EXERCISE DETAILS: Update the entries from the line containing "Target phrase = brick facade" through the end of the entries: replace every "pretty-printed" with "indented" and change nothing else. Leave the pictures out of your answer.

RECORDS:
******

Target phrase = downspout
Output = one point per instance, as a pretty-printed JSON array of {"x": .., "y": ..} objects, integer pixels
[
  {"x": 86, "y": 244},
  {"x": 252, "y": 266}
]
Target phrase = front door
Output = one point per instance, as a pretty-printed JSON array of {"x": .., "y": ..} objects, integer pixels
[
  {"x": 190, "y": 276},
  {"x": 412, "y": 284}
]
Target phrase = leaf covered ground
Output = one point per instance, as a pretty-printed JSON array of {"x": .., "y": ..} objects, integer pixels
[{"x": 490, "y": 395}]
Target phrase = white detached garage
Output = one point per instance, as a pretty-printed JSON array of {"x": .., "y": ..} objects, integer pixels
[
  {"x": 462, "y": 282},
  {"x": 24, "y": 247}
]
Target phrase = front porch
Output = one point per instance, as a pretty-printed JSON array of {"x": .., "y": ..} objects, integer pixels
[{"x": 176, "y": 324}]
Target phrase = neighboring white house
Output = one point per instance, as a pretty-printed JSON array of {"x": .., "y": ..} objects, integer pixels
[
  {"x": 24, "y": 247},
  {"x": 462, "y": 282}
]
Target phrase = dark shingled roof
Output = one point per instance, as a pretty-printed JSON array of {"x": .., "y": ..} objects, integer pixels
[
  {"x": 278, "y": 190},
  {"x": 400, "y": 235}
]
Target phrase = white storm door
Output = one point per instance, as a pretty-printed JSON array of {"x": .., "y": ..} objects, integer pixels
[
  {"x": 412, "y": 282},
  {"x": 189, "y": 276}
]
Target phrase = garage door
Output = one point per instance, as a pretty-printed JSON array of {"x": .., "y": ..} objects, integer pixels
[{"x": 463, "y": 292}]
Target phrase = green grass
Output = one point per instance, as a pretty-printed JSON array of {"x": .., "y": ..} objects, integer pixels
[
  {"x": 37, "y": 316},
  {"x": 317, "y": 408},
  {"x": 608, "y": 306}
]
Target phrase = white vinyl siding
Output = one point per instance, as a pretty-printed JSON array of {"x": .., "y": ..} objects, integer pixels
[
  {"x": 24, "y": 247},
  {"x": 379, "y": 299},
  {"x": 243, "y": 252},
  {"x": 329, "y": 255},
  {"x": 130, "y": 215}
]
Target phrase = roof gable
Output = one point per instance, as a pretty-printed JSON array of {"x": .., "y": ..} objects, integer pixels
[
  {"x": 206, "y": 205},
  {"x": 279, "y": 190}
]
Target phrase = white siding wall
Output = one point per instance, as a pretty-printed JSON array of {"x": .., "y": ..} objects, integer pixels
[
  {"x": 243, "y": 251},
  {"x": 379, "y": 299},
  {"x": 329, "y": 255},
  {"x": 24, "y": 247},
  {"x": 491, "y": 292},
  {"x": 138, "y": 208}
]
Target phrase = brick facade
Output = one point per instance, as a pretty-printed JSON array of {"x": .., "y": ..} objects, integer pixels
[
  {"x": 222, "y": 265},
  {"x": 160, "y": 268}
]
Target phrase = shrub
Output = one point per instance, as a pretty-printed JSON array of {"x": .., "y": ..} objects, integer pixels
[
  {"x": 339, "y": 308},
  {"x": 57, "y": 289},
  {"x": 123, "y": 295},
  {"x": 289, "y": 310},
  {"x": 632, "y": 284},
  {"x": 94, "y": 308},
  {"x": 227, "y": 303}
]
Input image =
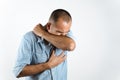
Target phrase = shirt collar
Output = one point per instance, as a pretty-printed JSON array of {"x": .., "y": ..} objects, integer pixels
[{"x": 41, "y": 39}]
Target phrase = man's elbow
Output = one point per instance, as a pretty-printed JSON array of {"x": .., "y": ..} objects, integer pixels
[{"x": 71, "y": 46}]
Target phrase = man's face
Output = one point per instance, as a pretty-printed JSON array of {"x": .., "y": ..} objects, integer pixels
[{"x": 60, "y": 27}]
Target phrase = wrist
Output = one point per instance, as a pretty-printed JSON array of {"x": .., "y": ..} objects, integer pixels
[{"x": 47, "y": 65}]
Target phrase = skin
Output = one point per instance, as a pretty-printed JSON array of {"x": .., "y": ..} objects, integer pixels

******

REPLY TO THE TASK:
Target phrase = brick facade
Output = one point per instance, as a indented JSON array of {"x": .., "y": ..} objects, integer pixels
[
  {"x": 222, "y": 265},
  {"x": 160, "y": 268}
]
Target phrase = shrub
Output = one point per instance, as a indented JSON array of {"x": .., "y": ..} objects, integer pixels
[
  {"x": 339, "y": 308},
  {"x": 57, "y": 289},
  {"x": 123, "y": 295},
  {"x": 289, "y": 310},
  {"x": 632, "y": 284},
  {"x": 94, "y": 308},
  {"x": 227, "y": 303}
]
Input image =
Target phrase = shirt collar
Output = one point per instance, as a indented JSON array of {"x": .., "y": ..} objects, integer pixels
[{"x": 41, "y": 39}]
Target phrase = man's elbow
Output = one point per instance, as a indented JSON array of {"x": .., "y": ..} objects, integer pixels
[{"x": 71, "y": 46}]
Target phrase = man's face
Output = one point per instance, as a indented JSON array of {"x": .., "y": ..} objects, integer pixels
[{"x": 60, "y": 27}]
Target phrase = wrist
Output = one point per instance, as a indented JSON array of {"x": .., "y": ..} objects, integer pixels
[{"x": 47, "y": 65}]
Target phrase = skin
Output = one point per instance, as a indented JSON array of {"x": .., "y": ..} objects, integer pixels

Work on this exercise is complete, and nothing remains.